*** Opening Source text ***
Industrial robots used in module assembly or perform pick and place tasks may need to identify the parts using text embedded upon them. Autonomously navigating robots may use text in road signs or signboard landmarks. In all these are cases the text to be read imposes challenges to the OCR system.
Best case scenario of OCR for Robots
The easiest cases are those in which the robot’s camera is mounted on a multi joint arm with many degrees of freedom. If possible, the camera is best positioned where the text which needs to be recognized is straight and fills the whole frame: this condition provides as many details as possible. In this case, the machine vision system is used to guide the robot and camera into the desired position and orientation. First, if the text location is not specified (in the high definition map), the potential position of text in the frame is located. Today, a deep learning classifier can show a potential text location – and even perform the recognition task. The outcome of this classifier can be used to guide the robot to locate the camera in the optimal position to read the text.
Less optimal conditions of OCR for Robots
In cases where the camera is fixed-mounted on the robot assembly, we need to first locate the potential text in the image, as before. However, in this case, we are limited to the existing camera location – which will make the text recognition more challenging: in fact, it will be extracted from the image with lower resolution and it may suffer from perspective and other deformations.
Having the text inside a frame is still not enough to ensure adequate OCR performance. The text is not a well-defined, black colored, font printed on white background. Many types of fonts are used in many colors. Some fonts are well defined, while others may suffer from partial lack of segments. Some printers use dot matrix: dots marked by these impact printers are spaced closely in a particular shape to form the intended character, but the connection between them is loose or none. Sometimes a portion of the text is printed over other parts, making it more difficult for the robot to read correctly. The background is not always white: it may include some pattern, image or color. The surfaces on which text is printed are not always flat – they might be curved, like in the case of bottles (medicine, beverage, etc.). These challenges to OCR for robots need to be taken into account when devising the optimal solution.
*** Closing Source text ***
§ **What is required**: Rewrite the part of the text on OCR for robots that opens with the words containing "Best case scenario" and closes with "read the text.", changing every "camera" to "sensor". The records are a separate set of material from the text above.
*** Opening Given data ***
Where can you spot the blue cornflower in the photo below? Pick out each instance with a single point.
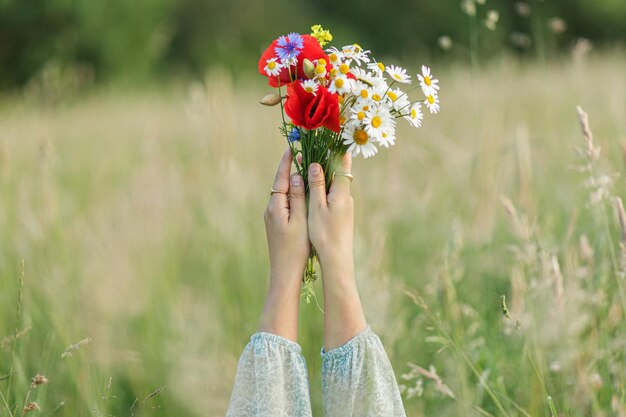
(289, 47)
(294, 135)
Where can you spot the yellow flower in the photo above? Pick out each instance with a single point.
(323, 36)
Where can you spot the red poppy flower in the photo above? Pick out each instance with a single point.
(311, 111)
(311, 50)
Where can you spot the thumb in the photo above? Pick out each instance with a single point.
(297, 204)
(317, 185)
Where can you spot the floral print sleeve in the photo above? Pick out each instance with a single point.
(357, 380)
(271, 380)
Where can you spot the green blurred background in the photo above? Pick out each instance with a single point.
(155, 39)
(135, 162)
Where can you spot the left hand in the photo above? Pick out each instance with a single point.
(286, 226)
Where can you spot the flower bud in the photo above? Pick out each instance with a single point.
(308, 67)
(270, 99)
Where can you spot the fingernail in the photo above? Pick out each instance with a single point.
(296, 180)
(315, 169)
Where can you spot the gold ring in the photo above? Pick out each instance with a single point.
(344, 174)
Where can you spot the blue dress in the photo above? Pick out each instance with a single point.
(357, 380)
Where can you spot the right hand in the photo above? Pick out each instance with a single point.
(331, 217)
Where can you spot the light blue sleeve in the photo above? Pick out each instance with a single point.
(358, 380)
(271, 380)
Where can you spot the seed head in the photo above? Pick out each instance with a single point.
(31, 406)
(39, 380)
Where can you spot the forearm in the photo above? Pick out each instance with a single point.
(280, 314)
(343, 312)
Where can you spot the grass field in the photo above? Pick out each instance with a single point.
(135, 220)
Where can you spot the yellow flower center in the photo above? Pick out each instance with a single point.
(360, 137)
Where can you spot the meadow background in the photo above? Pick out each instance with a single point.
(135, 163)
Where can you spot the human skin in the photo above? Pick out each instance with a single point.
(289, 248)
(331, 232)
(330, 220)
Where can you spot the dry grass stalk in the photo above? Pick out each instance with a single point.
(621, 215)
(592, 151)
(432, 375)
(5, 344)
(558, 279)
(73, 348)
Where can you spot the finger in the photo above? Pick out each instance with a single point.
(317, 184)
(297, 204)
(341, 183)
(281, 181)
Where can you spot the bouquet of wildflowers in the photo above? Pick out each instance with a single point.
(338, 101)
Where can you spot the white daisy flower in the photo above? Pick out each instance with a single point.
(335, 55)
(340, 85)
(378, 93)
(372, 79)
(388, 137)
(354, 52)
(432, 102)
(320, 68)
(358, 140)
(377, 120)
(377, 67)
(272, 68)
(427, 82)
(310, 86)
(360, 90)
(398, 99)
(415, 115)
(398, 74)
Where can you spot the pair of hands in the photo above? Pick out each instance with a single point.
(328, 225)
(291, 230)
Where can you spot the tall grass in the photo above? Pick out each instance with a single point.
(138, 219)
*** Closing Given data ***
§ **Answer area**:
Best case scenario of OCR for Robots
The easiest cases are those in which the robot’s sensor is mounted on a multi joint arm with many degrees of freedom. If possible, the sensor is best positioned where the text which needs to be recognized is straight and fills the whole frame: this condition provides as many details as possible. In this case, the machine vision system is used to guide the robot and sensor into the desired position and orientation. First, if the text location is not specified (in the high definition map), the potential position of text in the frame is located. Today, a deep learning classifier can show a potential text location – and even perform the recognition task. The outcome of this classifier can be used to guide the robot to locate the sensor in the optimal position to read the text.